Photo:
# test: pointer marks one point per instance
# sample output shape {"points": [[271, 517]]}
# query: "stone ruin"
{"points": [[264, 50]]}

************

→ **GOAL**:
Can you repeat the items above with "stone ruin" replaced by "brick ruin" and everything else left as it is?

→ **WRITTEN REPLY**:
Photo:
# test: pointer marks one point per instance
# sample output shape {"points": [[271, 517]]}
# query: "brick ruin"
{"points": [[264, 50]]}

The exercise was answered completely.